───── SELECTED PASSAGE ─────
01 May

debut alert

Former Southern Miss star Nick Sandlin worked a 1-2-3 inning, capped by a strikeout, in his major league debut today for Cleveland. The sidearming right-hander, who had former big league catcher A.J. Pierzynski raving about his stuff on the FS1 broadcast, retired the Chicago White Sox’s Leury Garcia on a fly ball, Tim Anderson on a bouncer to third base and Adam Eaton via punchout in the sixth inning at Guaranteed Rate Field in Chicago. Sandlin was a second-round pick by the Indians out of USM in 2018 and posted a 2.68 ERA over 49 minor league games. He was a true ace at USM, going 13-5 with 20 saves as the closer in 2016-17 and 10-0 with a 1.06 ERA as a starter in 2018. He was the Ferriss Trophy winner that final season.
───── RECORD SET ─────
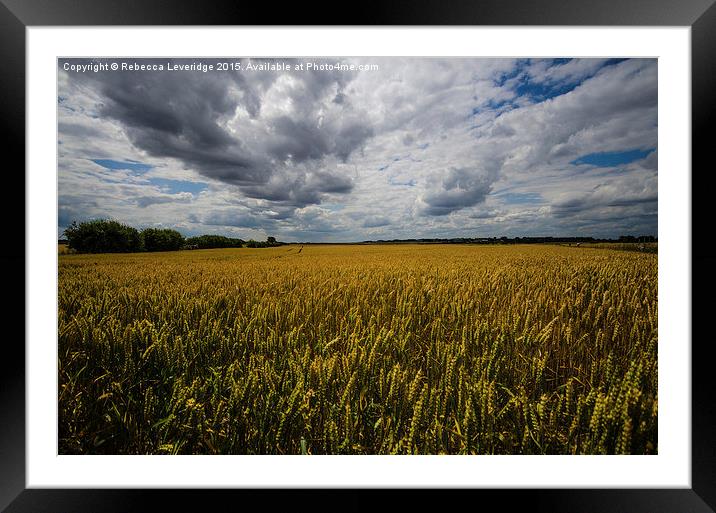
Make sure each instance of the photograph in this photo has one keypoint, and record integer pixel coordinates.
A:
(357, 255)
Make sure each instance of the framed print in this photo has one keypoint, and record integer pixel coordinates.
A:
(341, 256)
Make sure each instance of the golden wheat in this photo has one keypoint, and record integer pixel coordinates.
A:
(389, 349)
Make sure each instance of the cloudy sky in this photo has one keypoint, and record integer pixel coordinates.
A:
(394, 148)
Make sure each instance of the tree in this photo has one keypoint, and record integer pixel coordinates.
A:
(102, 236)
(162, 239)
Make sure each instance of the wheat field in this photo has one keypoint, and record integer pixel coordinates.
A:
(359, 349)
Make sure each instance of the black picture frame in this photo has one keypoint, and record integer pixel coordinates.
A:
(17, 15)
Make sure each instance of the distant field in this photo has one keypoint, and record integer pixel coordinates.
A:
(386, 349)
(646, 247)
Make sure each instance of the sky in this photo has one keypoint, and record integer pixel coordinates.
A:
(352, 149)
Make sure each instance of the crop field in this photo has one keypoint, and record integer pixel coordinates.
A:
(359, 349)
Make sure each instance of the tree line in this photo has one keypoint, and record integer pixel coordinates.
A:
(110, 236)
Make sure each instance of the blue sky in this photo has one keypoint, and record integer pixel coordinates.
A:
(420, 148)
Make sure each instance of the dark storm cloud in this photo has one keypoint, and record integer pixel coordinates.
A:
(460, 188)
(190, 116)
─────
───── RECORD SET ─────
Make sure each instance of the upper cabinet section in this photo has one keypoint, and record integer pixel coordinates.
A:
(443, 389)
─────
> _TASKS AND EXERCISES_
- A) In the debut alert, which team did Nick Sandlin make his major league debut for?
- B) List every Chicago White Sox batter that the debut alert says Sandlin retired.
- C) What evidence does the debut alert give for calling Sandlin a true ace at USM? Answer in one to three sentences.
The records come from a different source than the text.

> _RESPONSES IN ORDER_
- A) Cleveland.

- B) Leury Garcia, Tim Anderson, Adam Eaton

- C) As a closer in 2016-17, he went 13-5 with 20 saves. As a starter in 2018, he went 10-0 with a 1.06 ERA and won the Ferriss Trophy that season.